- REQUIRED TASK -
Set out the entries below as a numbered list, one line per item, with blank lines dropped. Leave the pictures out of your list.

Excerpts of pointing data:
/---

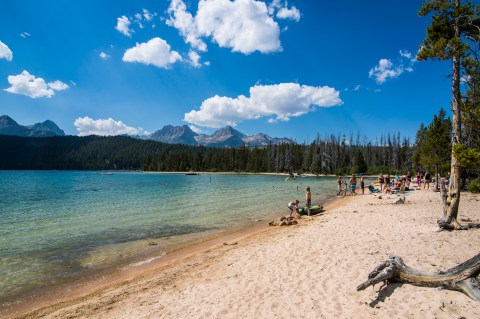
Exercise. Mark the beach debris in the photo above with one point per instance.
(400, 201)
(283, 221)
(232, 244)
(462, 278)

\---

- EXERCISE OUTPUT -
1. Exercise. Mark the beach debris in the photo above with one point per instance.
2. (400, 201)
3. (283, 221)
4. (232, 244)
5. (462, 278)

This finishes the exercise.